● **Work instructions**
Rewrite every one of the entries below with "thickest part" swapped for "widest part", and leave everything else unchanged.
_ _ _ _ _
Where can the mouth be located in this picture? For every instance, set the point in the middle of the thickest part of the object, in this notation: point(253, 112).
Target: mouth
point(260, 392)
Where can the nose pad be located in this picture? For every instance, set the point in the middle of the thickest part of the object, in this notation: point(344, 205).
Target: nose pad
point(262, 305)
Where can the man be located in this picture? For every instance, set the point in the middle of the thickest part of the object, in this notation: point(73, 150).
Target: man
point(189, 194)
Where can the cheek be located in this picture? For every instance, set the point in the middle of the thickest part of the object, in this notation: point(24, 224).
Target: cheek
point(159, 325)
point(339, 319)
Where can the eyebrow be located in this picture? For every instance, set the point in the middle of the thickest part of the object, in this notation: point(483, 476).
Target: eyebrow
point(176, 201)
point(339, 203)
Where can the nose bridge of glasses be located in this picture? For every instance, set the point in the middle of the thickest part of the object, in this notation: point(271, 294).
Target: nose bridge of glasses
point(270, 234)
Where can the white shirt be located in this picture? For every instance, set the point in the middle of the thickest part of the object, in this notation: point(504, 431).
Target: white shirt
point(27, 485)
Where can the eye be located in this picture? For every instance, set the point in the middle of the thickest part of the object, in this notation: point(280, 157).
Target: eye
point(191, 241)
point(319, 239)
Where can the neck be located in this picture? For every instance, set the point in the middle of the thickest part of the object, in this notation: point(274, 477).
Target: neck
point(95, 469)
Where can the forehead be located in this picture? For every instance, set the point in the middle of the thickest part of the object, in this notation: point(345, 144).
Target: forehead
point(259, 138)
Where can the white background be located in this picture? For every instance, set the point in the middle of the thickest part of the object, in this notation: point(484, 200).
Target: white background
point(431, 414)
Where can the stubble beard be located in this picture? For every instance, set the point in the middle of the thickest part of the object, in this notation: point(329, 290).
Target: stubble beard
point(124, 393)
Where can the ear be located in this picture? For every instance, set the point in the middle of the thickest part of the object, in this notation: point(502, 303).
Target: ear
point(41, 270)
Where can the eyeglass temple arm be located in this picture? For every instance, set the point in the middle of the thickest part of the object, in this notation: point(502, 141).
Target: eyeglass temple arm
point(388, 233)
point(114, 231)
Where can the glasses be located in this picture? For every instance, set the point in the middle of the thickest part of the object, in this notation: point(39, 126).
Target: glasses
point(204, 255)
_ _ _ _ _
● **Final result**
Where can the mouth be located in this picture? For every instance, set the point in the middle of the widest part of the object, in this notation: point(253, 112).
Target: mouth
point(260, 392)
Where can the nose pad be located in this picture? For every instance, set the point in the middle of the widest part of the object, in this notation: point(344, 205).
Target: nose pad
point(262, 305)
Where can the man be located in this picture? For every instance, set the point in the middle of the widest part of the object, in this notation: point(73, 150).
Target: man
point(189, 194)
Where can the cheek be located in this picture? For every instance, set the point in the middle of the widest part of the object, in this notation: point(24, 224).
Target: cheek
point(159, 325)
point(339, 319)
Where can the eyebrow be located in this picture? For every instance, set the point in the middle of the widest part of the object, in this notation: point(483, 476).
Target: eyebrow
point(176, 201)
point(339, 203)
Where can the nose bridge of glasses be located in this picture? For every instance, set the point in the middle of the widest part of the object, in this notation: point(271, 294).
Target: nose bridge of glasses
point(270, 234)
Where can the white shirt be located in this picture? For every instance, set the point in the middle of the widest part of the object, in this notation: point(504, 431).
Target: white shirt
point(27, 485)
Where can the eye be located in this picture? For every instance, set the point in the middle of the widest part of the object, in this notation: point(280, 157).
Target: eye
point(191, 241)
point(319, 239)
Where can the neck be located in this picture? For every instance, set the point in the middle of the widest part of the object, in this notation: point(274, 477).
Target: neck
point(95, 469)
Where can the forehead be located in this picture? For every instance, set the point in the middle of the widest part of the object, in this notation: point(345, 144).
Target: forehead
point(259, 138)
Where can the white background be located in this picture? For every instance, set the point in the middle of the widest part of the object, in this notation: point(484, 200).
Target: white background
point(431, 414)
Where can the stubble beard be located in this picture? For every instance, set the point in the middle of the widest part of the object, in this notation: point(329, 290).
Target: stubble beard
point(124, 393)
Where can the ear be located in this picture? For every instance, set the point in the middle of the widest part of the object, in this notation: point(502, 303).
Target: ear
point(41, 270)
Where can the eyeglass temple arm be located in this picture? For every instance, set the point in the middle of the widest part of the object, in this notation: point(502, 141).
Target: eyeglass temple arm
point(388, 233)
point(114, 231)
Where can the glasses be located in this picture? For every instance, set the point in the middle of the widest part of the object, in this notation: point(39, 126).
Target: glasses
point(204, 255)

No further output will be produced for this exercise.